* **Text shown**:
>>

Sections

9.1.12

Becoming a Vineyarder

One woman’s journey from single city life to marriage and motherhood on the Island.

Moving to Boston shortly after college, I felt like a party crasher. I was ready to mingle, but no heads turned my way. After two years of running, writing, and joining volunteer groups, I rarely had coffee with a new friend. With so many twenty-somethings moving through the city, I guess it was hard to know who to invest in.

When the nonprofit I worked for closed unexpectedly, my long-distance boyfriend, Reid, who lived on Martha’s Vineyard, helped me pack. I left Boston the same way I had found it: no neighbors taking any notice.

I felt both nervous and optimistic as the ferry delivered us to Reid’s Island home, where we’d met five years earlier as lifeguards on South Beach in Edgartown. The freight boat’s whistle announced our arrival in Vineyard Haven on a dank March afternoon. As we made the half-mile drive to his in-town rental, we passed our favorite breakfast spot, The Black Dog, and his new makeshift engineering office, more like a closet, off Main Street. I smiled. I had always liked the Island’s small-town Americana feel.

<<

* **Stored records**:
>>

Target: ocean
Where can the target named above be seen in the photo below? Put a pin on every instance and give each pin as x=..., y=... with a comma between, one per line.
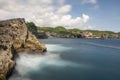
x=71, y=59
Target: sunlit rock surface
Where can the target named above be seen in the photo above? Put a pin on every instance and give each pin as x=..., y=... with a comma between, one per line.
x=14, y=37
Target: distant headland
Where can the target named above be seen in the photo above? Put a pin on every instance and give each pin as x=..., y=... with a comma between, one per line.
x=61, y=32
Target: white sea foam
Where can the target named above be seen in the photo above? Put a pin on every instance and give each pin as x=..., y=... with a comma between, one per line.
x=27, y=62
x=57, y=47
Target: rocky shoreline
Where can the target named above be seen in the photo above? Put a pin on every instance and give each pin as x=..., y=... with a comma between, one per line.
x=14, y=38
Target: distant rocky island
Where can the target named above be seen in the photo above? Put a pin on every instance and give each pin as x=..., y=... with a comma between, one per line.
x=14, y=38
x=61, y=32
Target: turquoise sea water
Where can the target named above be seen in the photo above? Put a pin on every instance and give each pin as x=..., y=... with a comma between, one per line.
x=72, y=59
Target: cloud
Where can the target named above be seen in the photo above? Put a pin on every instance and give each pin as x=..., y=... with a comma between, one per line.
x=89, y=1
x=43, y=12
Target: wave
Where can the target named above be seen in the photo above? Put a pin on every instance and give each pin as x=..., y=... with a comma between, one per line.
x=56, y=48
x=102, y=45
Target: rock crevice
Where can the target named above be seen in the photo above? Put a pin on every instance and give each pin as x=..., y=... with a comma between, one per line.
x=15, y=37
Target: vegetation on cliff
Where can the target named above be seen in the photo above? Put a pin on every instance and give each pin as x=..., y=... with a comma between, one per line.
x=15, y=37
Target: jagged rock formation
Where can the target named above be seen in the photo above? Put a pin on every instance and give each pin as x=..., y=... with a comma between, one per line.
x=14, y=37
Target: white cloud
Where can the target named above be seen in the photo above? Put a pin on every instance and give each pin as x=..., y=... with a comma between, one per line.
x=89, y=1
x=42, y=12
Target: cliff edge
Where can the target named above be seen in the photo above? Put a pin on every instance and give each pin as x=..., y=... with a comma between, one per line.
x=15, y=37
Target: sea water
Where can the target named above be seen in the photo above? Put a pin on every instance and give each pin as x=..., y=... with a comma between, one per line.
x=71, y=59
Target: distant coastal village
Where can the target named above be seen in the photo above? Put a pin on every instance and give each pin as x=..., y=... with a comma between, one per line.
x=61, y=32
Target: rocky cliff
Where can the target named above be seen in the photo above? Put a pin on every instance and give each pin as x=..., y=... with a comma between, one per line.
x=14, y=37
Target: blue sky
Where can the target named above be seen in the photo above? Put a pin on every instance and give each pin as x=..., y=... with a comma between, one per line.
x=82, y=14
x=104, y=14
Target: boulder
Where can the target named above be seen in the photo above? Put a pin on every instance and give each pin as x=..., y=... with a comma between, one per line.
x=15, y=37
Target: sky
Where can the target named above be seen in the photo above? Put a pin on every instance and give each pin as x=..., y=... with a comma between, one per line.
x=82, y=14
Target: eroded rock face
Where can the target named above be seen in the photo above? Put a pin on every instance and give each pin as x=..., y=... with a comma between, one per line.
x=14, y=37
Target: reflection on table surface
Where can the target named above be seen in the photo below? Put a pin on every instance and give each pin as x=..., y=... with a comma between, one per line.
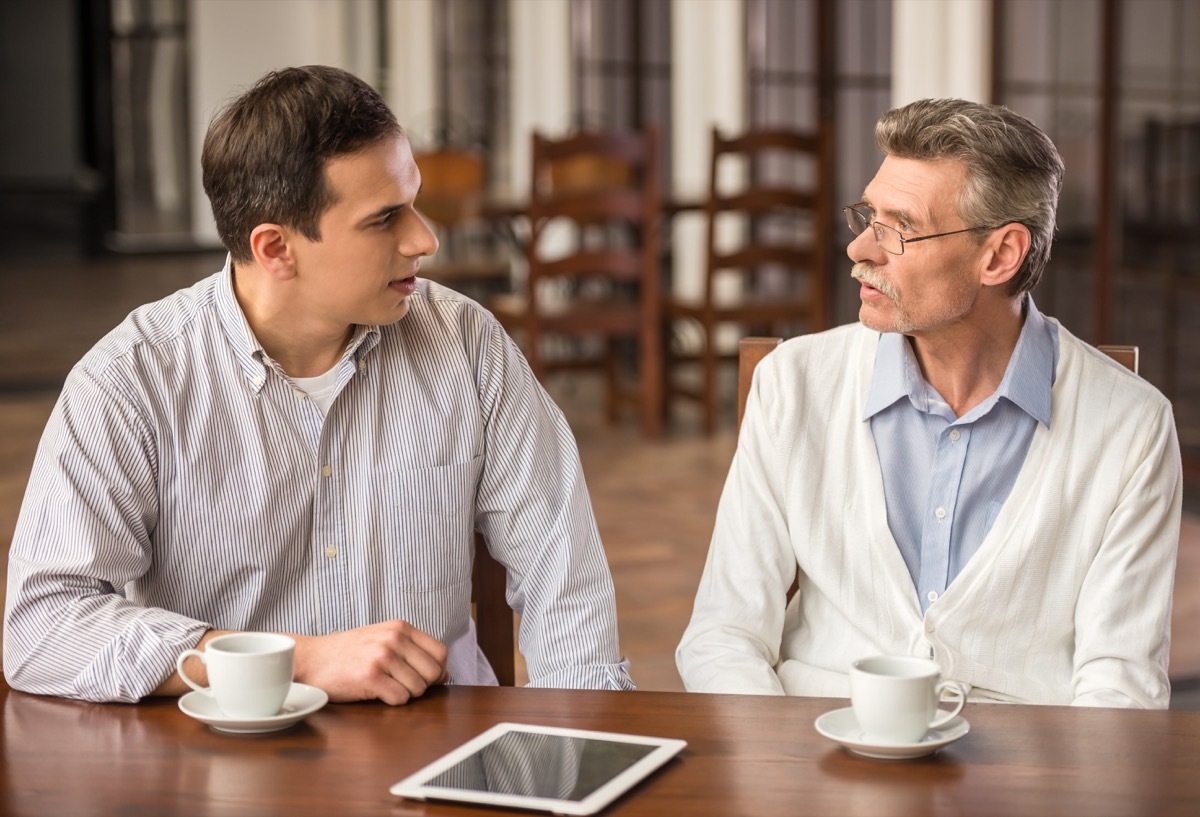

<<

* **Required work**:
• 1. Retype the part of the Vineyard essay above, starting with "Moving to Boston" and going on through "taking any notice.".
• 2. Answer these from the Vineyard essay above:
(a) What job did the writer and Reid have when they met?
(b) For how long did the writer spend time in Boston running, writing, and joining volunteer groups?
(c) What breakfast spot did the two pass on the drive to Reid's rental?
• 3. Tell whether each statement agrees with the Vineyard essay above, answering yes or no and quoting the words that decide it.
(a) The writer moved to Boston shortly after college.
(b) The boat reached Vineyard Haven on a sunny June morning.
(c) Reid's new engineering office was a large space.

* **Answers by task**:
• 1.
Moving to Boston shortly after college, I felt like a party crasher. I was ready to mingle, but no heads turned my way. After two years of running, writing, and joining volunteer groups, I rarely had coffee with a new friend. With so many twenty-somethings moving through the city, I guess it was hard to know who to invest in.

When the nonprofit I worked for closed unexpectedly, my long-distance boyfriend, Reid, who lived on Martha’s Vineyard, helped me pack. I left Boston the same way I had found it: no neighbors taking any notice.

• 2.
(a) They were lifeguards on South Beach in Edgartown.
(b) Two years.
(c) The Black Dog.

• 3.
(a) Yes: "Moving to Boston shortly after college"
(b) No: "announced our arrival in Vineyard Haven on a dank March afternoon"
(c) No: "his new makeshift engineering office, more like a closet"